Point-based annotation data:
☆ ☆ ☆
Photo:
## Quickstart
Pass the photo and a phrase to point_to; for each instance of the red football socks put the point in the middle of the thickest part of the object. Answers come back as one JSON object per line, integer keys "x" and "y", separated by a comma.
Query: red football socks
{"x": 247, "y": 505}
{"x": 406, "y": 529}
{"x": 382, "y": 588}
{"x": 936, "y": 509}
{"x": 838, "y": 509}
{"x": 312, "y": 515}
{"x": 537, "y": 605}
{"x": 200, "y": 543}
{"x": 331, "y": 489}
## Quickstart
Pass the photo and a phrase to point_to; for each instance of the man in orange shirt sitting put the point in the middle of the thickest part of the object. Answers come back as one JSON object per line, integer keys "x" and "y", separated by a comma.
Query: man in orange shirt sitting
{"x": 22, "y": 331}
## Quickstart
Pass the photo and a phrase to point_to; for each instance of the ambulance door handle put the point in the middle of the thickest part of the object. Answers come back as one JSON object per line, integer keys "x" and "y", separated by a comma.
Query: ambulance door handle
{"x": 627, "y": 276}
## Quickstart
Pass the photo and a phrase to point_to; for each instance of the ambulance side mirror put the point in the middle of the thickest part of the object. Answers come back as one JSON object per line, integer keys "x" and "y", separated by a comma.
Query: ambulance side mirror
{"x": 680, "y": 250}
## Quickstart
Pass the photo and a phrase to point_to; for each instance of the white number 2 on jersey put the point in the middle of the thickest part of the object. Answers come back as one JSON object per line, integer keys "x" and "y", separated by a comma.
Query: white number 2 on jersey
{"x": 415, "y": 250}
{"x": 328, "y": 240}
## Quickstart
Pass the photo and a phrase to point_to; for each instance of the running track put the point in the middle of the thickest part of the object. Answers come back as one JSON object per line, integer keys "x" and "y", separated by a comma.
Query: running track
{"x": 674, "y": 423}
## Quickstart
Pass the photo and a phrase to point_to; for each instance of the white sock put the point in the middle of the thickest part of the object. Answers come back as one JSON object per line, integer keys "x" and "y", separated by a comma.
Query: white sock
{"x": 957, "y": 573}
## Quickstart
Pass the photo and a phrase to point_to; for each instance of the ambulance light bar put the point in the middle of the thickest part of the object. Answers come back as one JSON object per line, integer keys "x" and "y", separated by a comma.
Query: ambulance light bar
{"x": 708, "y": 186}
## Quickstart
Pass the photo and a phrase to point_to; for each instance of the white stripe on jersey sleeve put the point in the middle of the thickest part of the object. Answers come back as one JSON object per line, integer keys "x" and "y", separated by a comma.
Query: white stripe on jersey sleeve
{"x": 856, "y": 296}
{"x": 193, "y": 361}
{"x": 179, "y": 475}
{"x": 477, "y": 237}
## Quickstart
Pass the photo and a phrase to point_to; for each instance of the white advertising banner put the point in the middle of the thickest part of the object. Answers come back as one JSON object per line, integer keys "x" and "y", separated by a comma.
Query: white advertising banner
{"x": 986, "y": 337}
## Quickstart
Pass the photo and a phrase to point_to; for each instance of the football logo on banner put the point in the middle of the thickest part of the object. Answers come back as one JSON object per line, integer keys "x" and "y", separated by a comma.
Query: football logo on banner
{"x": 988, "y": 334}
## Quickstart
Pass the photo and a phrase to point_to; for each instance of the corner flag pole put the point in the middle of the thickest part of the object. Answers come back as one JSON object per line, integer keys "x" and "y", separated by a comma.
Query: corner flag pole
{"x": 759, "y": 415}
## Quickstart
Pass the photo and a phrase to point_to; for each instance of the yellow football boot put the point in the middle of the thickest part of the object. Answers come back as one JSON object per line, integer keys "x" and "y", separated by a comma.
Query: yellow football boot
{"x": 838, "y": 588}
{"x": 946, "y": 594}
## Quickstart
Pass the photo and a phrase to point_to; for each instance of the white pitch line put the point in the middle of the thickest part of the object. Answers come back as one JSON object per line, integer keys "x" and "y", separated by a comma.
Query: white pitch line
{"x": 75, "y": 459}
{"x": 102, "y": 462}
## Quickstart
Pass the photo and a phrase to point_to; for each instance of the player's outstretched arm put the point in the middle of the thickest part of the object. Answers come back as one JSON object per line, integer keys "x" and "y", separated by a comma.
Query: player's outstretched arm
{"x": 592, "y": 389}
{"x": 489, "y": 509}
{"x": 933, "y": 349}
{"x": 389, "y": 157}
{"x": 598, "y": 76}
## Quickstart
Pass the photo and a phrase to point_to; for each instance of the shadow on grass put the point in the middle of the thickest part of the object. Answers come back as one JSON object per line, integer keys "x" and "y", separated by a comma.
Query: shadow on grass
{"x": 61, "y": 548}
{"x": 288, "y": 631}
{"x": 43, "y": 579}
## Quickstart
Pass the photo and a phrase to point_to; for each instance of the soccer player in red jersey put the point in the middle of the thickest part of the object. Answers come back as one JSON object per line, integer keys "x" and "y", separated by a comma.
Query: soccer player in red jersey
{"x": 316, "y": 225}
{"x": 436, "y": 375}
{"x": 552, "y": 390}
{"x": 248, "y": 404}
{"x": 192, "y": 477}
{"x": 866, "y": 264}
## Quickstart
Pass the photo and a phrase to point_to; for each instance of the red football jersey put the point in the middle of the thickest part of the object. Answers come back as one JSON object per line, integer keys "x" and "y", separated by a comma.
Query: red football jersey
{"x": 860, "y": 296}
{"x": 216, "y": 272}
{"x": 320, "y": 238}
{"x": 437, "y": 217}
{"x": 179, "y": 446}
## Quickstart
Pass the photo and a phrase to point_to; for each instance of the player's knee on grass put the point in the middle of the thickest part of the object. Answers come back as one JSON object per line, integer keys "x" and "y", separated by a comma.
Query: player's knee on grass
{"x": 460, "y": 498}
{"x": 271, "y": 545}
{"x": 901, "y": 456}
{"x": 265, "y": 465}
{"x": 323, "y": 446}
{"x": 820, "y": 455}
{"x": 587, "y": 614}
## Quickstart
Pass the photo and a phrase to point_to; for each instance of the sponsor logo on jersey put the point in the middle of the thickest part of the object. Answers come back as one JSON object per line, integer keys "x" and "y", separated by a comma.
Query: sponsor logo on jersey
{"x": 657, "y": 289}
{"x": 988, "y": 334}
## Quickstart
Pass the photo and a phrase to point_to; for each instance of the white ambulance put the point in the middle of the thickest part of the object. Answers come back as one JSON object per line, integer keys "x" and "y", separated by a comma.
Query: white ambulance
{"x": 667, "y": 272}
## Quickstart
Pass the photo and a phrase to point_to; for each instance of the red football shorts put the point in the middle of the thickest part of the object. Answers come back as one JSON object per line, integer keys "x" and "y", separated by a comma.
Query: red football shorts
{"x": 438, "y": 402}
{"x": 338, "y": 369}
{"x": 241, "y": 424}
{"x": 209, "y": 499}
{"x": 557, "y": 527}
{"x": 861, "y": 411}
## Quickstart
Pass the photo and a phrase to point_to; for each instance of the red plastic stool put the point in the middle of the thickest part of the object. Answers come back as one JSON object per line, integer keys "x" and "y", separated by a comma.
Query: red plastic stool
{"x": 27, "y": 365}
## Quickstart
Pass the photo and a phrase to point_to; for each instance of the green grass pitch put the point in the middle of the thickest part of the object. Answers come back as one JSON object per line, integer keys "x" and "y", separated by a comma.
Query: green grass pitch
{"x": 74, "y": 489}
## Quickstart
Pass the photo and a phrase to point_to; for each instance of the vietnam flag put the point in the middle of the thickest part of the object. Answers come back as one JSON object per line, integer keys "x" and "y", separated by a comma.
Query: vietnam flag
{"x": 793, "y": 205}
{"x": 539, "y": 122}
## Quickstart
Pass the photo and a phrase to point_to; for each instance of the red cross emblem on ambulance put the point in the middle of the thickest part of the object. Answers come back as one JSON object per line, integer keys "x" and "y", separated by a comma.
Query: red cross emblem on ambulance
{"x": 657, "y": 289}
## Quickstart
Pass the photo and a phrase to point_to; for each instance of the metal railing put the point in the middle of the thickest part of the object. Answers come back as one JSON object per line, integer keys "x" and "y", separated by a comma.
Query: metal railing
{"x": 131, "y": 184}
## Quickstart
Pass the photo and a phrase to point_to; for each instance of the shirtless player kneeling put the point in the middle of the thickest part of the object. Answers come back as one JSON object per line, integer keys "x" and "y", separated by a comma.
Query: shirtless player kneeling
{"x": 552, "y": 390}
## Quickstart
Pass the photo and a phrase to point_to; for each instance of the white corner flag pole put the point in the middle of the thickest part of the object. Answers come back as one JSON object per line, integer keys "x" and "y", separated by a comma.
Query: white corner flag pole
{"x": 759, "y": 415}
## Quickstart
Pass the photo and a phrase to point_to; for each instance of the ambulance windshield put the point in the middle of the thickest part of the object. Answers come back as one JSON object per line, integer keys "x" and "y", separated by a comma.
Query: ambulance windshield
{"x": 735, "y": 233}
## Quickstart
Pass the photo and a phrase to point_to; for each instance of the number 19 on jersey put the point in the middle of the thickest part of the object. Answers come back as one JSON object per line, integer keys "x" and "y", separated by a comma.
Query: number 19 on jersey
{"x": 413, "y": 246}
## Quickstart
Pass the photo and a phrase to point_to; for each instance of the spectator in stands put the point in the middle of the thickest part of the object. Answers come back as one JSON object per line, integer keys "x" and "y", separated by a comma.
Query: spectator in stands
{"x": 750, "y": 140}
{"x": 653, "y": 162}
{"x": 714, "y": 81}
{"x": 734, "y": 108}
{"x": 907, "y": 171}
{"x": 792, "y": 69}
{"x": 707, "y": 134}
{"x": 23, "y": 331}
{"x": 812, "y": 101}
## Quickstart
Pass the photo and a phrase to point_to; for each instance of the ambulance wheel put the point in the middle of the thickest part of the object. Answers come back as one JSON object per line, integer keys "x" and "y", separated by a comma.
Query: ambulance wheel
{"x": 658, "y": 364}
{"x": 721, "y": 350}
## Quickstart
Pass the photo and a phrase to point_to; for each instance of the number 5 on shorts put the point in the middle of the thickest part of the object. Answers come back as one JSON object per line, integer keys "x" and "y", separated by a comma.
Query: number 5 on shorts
☆ ☆ ☆
Given problem:
Report every line of the rows above that contains the string "windshield", copying each line in full.

Task output:
Pass the photo and a phrase to point_to; for each instance of the ambulance windshield put the point in the middle of the thickest part of the object. Answers come back as one JSON object per line, integer keys "x" and "y", separated by a comma.
Query: ambulance windshield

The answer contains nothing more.